Les modalités de la résidence habituelle et l’exercice du droit de visite et d’hébergement.

Lorsque la résidence en alternance ne semble pas souhaitable, le juge peut fixer la résidence habituelle de l’enfant chez l’un des parents.


L’autre parent se voit alors attribuer un droit de visite et d’hébergement.


Des motifs graves, tels que l’alcoolisme, la violence ou le désintérêt, peuvent être à l’origine de la suppression de ce droit.


Le rythme du droit de visite et d’hébergement ne découle pas de loi mais d’une pratique des tribunaux.


Généralement, il s’exerce lors des premières, troisièmes et cinquièmes fins de semaine de chaque mois.


Pour les petites et les grandes vacances, le droit de visite et d’hébergement joue sur la moitié de celles-ci.


Parfois, différentes mesures peuvent être ordonnées dans le cadre de l’intérêt de l’enfant.

=== Exercices à réaliser ===
a. Répondez aux questions suivantes d'après le passage retenu :
(i) Chez qui le juge peut-il fixer la résidence habituelle de l'enfant lorsque la résidence en alternance ne semble pas souhaitable ?
(ii) De quoi découle le rythme du droit de visite et d'hébergement ?
(iii) Sur quelle part des petites et des grandes vacances joue le droit de visite et d'hébergement ?
b. Relevez tous les motifs graves que le passage retenu cite comme pouvant être à l'origine de la suppression du droit de visite et d'hébergement.

=== Liste des entrées ===
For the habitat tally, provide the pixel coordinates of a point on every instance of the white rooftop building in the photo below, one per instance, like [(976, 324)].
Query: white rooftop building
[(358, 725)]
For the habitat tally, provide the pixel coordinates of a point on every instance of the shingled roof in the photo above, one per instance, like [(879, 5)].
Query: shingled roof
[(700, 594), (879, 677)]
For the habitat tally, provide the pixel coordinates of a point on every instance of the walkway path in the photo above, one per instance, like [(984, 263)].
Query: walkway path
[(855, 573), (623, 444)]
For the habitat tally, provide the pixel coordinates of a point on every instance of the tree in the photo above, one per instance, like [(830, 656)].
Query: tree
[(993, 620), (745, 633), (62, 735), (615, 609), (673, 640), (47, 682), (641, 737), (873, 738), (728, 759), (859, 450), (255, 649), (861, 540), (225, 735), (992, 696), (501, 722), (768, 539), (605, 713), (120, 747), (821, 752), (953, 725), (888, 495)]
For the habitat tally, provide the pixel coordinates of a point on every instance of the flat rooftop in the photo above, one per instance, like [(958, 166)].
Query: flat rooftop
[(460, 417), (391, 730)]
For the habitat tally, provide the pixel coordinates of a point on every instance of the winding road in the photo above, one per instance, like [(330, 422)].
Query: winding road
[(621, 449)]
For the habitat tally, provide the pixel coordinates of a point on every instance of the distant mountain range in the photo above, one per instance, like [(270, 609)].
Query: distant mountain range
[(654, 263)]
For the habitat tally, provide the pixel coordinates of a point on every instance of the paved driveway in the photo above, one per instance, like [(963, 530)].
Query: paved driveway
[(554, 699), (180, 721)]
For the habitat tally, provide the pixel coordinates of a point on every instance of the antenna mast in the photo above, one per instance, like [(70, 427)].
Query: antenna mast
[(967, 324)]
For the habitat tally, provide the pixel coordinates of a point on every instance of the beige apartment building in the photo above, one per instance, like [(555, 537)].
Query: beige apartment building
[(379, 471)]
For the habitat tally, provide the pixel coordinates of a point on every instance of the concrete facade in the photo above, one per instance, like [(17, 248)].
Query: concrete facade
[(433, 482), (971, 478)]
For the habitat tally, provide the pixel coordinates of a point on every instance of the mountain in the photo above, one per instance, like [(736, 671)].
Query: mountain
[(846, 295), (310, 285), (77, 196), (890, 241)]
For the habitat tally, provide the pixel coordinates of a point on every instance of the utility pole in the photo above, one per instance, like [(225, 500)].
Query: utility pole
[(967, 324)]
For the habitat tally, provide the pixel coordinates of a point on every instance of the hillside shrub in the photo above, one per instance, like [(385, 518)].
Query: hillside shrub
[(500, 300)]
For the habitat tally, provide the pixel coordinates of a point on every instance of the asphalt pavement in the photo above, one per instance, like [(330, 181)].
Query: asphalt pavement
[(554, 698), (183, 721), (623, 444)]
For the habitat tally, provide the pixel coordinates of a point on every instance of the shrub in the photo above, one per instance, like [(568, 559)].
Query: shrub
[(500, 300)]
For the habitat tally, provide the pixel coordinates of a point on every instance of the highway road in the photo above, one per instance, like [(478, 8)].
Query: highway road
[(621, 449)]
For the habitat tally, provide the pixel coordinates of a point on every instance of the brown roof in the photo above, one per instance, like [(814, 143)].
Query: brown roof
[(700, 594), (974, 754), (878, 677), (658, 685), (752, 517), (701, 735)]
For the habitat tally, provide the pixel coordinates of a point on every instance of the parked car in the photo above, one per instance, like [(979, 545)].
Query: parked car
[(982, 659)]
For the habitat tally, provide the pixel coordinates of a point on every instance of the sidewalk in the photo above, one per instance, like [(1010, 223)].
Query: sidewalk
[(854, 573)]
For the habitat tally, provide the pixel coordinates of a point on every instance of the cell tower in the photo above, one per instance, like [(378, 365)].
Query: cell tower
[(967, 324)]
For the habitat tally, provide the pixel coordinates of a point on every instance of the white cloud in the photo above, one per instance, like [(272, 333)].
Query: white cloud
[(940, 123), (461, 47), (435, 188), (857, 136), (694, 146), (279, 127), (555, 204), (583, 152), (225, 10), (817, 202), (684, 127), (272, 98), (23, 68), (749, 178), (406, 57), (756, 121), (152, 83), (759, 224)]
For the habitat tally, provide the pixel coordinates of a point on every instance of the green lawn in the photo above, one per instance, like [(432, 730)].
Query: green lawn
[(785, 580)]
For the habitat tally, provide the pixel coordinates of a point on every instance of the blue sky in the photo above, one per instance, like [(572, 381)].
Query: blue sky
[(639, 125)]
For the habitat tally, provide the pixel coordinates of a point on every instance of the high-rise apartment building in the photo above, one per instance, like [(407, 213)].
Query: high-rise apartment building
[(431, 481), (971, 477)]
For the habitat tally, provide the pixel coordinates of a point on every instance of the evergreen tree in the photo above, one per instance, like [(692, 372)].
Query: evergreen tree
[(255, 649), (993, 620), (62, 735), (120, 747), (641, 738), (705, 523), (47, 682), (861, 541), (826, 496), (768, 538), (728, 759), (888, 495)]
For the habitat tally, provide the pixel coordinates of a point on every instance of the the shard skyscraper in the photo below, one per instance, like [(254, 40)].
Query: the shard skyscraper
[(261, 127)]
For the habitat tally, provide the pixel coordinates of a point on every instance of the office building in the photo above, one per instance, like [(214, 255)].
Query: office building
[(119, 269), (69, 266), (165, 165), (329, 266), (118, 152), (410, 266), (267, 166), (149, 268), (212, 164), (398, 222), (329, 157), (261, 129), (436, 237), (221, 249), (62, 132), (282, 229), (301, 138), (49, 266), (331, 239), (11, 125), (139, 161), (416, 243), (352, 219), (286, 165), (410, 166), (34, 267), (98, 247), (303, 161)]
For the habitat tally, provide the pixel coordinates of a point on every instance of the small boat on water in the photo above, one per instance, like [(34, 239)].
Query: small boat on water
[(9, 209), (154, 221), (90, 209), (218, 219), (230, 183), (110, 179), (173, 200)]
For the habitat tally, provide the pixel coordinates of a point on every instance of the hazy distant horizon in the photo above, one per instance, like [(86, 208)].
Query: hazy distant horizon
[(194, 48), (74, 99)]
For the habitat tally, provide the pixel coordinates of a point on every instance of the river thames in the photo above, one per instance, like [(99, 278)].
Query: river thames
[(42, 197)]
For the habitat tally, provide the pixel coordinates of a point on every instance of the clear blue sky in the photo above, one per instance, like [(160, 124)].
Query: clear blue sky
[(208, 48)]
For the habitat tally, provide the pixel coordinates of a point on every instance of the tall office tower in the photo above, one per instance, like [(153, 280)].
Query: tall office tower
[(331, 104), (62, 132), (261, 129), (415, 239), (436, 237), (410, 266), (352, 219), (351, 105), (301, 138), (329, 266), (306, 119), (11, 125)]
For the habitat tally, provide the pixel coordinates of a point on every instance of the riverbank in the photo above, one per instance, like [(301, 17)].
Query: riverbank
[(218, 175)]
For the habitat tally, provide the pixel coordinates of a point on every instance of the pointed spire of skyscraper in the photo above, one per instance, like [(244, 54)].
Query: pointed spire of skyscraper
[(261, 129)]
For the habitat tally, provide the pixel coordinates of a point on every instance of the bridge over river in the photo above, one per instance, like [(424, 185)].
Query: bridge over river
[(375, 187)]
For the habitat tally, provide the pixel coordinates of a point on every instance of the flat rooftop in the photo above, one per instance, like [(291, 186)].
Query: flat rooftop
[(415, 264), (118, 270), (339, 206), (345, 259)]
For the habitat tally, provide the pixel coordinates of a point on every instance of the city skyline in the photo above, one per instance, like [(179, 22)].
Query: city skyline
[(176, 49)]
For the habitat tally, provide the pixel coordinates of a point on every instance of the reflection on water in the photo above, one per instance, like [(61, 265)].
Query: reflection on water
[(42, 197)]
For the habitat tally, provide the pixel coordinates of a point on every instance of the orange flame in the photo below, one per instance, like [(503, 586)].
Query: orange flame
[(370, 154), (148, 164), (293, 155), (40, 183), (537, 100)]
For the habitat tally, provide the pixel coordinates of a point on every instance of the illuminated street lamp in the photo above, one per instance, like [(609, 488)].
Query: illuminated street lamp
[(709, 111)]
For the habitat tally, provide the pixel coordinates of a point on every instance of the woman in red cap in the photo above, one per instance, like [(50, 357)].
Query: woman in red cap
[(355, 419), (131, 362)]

=== Corrigé des exercices ===
a.
(i) Chez l'un des parents.
(ii) D'une pratique des tribunaux.
(iii) Sur la moitié de celles-ci.

b. L'alcoolisme, la violence, le désintérêt.